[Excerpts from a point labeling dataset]

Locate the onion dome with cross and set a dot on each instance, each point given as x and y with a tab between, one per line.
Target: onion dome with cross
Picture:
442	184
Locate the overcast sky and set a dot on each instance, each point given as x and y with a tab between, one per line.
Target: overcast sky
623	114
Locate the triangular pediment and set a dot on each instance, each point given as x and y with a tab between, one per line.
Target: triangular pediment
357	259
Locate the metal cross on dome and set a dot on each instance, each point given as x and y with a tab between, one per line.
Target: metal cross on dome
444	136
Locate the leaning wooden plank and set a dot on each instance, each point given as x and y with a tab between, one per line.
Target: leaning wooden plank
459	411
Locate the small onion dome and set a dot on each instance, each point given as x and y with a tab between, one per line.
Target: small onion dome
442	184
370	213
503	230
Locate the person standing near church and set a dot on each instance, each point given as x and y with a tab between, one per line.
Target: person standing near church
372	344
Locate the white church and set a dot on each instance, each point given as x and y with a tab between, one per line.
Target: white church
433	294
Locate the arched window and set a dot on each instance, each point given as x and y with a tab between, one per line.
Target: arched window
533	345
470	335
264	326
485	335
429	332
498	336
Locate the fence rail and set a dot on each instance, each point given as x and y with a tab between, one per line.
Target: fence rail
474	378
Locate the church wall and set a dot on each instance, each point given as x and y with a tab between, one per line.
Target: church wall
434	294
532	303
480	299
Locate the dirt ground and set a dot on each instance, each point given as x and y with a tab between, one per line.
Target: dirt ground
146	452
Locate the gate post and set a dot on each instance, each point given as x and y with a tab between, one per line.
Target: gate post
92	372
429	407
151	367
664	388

Short exercise:
Present all the lines in the rows above as a numbered list, and drop any blank lines.

Correct result:
1. Locate the onion dome with cross and set a dot on each instance, each point given as x and y with a tab between, one per line.
2. Target: onion dome with cross
3. Picture:
4. 442	184
5. Locate the overcast sky and set a dot on each instance, each point given as x and y with a tab between, one per line.
6. Target: overcast sky
7. 623	114
8. Locate the triangular pediment and set a dot on each instance, each point given as x and y with a tab between, one per line.
9. Target: triangular pediment
10. 357	259
11. Locate the metal cross on dome and set a dot on each instance, each point given as x and y with a tab between, one per line.
12. Target: metal cross on dome
13. 444	136
14. Locate the leaning wooden plank and set a dot on each instance, each point given as x and y with a tab between, one per line.
15. Target: leaning wooden plank
16. 459	411
17. Locate the small onion dome and set a dot on each instance, each point given as x and y with a tab between, one per line.
18. Target: small onion dome
19. 442	184
20. 370	213
21. 503	230
22. Locate the person standing near church and set a dot on each instance, each point given as x and y with a tab between, one per line.
23. Target: person standing near church
24. 372	344
25. Locate the white church and set a dot on each instance, each point given as x and y with a tab between, one per line.
26. Target: white church
27. 433	294
28. Locate the arched window and set a dot on each instance, each point given as x and y with a tab between, one per line.
29. Target: arched window
30. 533	345
31. 470	335
32. 264	326
33. 485	335
34. 429	332
35. 498	336
36. Locate the fence rail and set a dot on each instance, each point given as x and y with a tab between, one per line.
37. Target: fence rail
38. 474	378
39. Locate the church wall and set a dot on each instance, each point given as x and y with a tab between, one per line.
40. Target: church wall
41. 434	294
42. 532	303
43. 480	299
44. Locate the dirt ground and set a dot on each instance, each point given as x and y with a tab between, one per line.
45. Target: dirt ground
46. 146	452
47. Locate the gate post and set a dot on each instance, each point given as x and y with a tab between, one per line.
48. Target: gate post
49. 92	372
50. 429	407
51. 151	367
52. 664	388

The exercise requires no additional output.